EXERCISE GOAL: Every line in the records below that holds the word "building" is to be copied.

[Collected data entries]
-- Opening Marker --

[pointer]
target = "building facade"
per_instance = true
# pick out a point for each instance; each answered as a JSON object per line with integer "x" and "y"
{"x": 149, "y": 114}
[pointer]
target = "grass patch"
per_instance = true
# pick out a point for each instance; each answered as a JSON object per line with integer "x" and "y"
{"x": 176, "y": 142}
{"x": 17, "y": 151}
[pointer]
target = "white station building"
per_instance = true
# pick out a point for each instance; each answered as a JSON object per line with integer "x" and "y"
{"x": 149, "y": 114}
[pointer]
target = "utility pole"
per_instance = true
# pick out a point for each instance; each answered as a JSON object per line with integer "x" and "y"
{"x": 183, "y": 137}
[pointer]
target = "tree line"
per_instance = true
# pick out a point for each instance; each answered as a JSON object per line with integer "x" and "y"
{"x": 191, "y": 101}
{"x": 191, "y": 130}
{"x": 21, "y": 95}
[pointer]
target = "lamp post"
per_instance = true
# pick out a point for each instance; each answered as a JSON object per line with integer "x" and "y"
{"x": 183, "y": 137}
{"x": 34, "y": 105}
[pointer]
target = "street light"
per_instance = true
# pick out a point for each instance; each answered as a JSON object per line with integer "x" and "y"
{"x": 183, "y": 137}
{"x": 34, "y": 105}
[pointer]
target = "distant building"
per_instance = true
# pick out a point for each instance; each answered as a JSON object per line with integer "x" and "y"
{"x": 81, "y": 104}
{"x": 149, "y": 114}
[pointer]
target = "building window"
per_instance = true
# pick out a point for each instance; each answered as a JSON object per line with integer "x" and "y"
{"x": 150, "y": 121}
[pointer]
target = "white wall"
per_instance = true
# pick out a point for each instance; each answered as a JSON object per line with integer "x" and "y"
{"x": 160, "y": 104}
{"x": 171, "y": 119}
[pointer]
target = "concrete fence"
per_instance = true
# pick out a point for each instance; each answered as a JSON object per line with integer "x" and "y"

-- Closing Marker --

ANSWER SPACE:
target = "building facade"
target = "white station building"
target = "distant building"
target = "building window"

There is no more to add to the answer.